Exercise requirements
Please copy out the listing below word for word, keeping every line and its order unchanged.

[Dataset entries]

"""

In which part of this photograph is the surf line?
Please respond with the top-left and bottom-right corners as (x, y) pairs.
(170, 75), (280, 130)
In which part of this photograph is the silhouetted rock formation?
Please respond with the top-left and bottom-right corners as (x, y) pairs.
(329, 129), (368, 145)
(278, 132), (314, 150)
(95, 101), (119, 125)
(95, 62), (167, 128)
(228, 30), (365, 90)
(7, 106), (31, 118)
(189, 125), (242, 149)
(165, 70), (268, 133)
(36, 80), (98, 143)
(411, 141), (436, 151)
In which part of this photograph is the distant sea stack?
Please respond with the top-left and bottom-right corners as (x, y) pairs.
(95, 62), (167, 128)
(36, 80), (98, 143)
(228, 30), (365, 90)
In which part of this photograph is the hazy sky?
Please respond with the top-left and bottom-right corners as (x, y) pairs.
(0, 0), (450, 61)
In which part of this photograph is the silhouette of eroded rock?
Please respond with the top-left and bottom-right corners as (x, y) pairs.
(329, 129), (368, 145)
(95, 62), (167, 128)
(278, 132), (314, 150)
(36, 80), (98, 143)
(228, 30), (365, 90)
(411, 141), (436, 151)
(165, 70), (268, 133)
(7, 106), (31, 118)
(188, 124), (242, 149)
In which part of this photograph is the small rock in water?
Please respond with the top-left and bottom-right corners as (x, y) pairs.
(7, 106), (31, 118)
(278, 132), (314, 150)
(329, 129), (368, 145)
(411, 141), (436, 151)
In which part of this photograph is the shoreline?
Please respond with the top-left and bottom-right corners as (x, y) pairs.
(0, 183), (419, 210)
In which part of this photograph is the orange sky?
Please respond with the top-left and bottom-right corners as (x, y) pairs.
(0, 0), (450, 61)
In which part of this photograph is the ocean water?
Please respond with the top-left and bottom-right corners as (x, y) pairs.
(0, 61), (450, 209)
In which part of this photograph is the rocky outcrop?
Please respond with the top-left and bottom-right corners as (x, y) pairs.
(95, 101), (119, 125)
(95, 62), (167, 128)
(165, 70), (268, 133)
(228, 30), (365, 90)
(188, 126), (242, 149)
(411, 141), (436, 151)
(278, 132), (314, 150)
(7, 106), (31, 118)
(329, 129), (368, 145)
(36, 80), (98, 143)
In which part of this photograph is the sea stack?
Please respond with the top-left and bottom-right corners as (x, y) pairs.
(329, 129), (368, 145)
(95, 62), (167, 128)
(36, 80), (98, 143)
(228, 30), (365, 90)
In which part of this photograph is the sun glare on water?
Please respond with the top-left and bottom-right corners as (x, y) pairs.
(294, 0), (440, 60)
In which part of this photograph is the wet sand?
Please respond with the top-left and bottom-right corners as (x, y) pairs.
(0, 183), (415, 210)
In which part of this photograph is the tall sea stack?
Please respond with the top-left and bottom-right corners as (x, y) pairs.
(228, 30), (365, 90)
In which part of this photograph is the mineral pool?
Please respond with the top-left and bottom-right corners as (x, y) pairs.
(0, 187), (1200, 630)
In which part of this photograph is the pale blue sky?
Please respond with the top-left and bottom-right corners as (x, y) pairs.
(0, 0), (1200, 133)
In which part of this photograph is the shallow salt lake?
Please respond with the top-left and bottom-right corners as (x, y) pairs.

"""

Full answer
In which part of this photograph is the surf line?
Please respond with the top-left and bottom-right corners as (x, y) pairs.
(170, 75), (280, 130)
In which part of this photograph is the silhouetted rock formation?
Please respond with the top-left and bottom-right corners as (x, y) pairs.
(329, 129), (368, 145)
(278, 132), (314, 150)
(95, 101), (119, 125)
(95, 62), (167, 128)
(228, 30), (365, 90)
(7, 106), (31, 118)
(189, 125), (242, 149)
(165, 70), (268, 133)
(36, 80), (98, 143)
(411, 141), (436, 151)
In which part of this photograph is the distant sea stack?
Please respond with the top-left and bottom-right corners as (x, y) pairs.
(95, 62), (167, 128)
(36, 80), (98, 143)
(228, 30), (365, 90)
In which part of this photograph is the hazy sky?
Please respond with the top-left and bottom-right corners as (x, y) pairs.
(0, 0), (450, 61)
In which part of this photograph is the silhouette of eroded rock?
Please respond with the top-left and bottom-right corners as (x, y) pairs.
(329, 129), (368, 145)
(95, 62), (167, 128)
(278, 132), (314, 150)
(36, 80), (98, 143)
(228, 30), (365, 90)
(411, 141), (436, 151)
(165, 70), (268, 133)
(7, 106), (31, 118)
(188, 124), (242, 149)
In which part of this photograph is the small rock in water?
Please respond with the top-left and bottom-right corners as (x, y) pairs.
(7, 106), (31, 118)
(278, 132), (314, 150)
(329, 129), (368, 145)
(411, 141), (436, 151)
In which part of this photograph is the shoreline?
Please respond with the top-left and bottom-right corners as (x, y) pairs.
(0, 183), (419, 210)
In which part of this photograph is the orange sky?
Please respond with the top-left and bottom-right corners as (x, y) pairs.
(0, 0), (450, 61)
In which part of this photograph is the ocean water?
Please respond with the top-left and bottom-right corners as (x, y) pairs.
(0, 61), (450, 209)
In which part of this photograph is the rocky outcrop?
Please respond with the top-left and bottom-right corners as (x, y) pairs.
(95, 101), (119, 125)
(95, 62), (167, 128)
(165, 70), (268, 133)
(228, 30), (365, 90)
(188, 126), (242, 149)
(411, 141), (436, 151)
(278, 132), (314, 150)
(7, 106), (31, 118)
(329, 129), (368, 145)
(36, 80), (98, 143)
In which part of this photograph is the sea stack?
Please respond with the top-left and bottom-right corners as (x, y) pairs.
(329, 129), (368, 145)
(95, 62), (167, 128)
(36, 80), (98, 143)
(228, 30), (365, 90)
In which part of this photograph is the sun glare on water?
Please respond with the top-left and bottom-right corners as (x, y) pairs.
(294, 0), (440, 60)
In which part of this photograph is the wet sand?
Please respond with the top-left and bottom-right corners as (x, y) pairs.
(0, 183), (415, 210)
In which part of this photograph is the tall sea stack?
Please respond with the top-left and bottom-right corners as (x, y) pairs.
(228, 30), (365, 90)
In which part of this photograph is the mineral pool?
Please respond with the top-left and bottom-right corners as (x, y) pairs.
(0, 187), (1200, 630)
In which part of this photograph is the pale blue sky?
Please respond with the top-left and bottom-right corners as (x, y) pairs.
(0, 0), (1200, 133)
In which part of this photograph is the shallow salt lake?
Please respond with the top-left and bottom-right corners as (x, y) pairs.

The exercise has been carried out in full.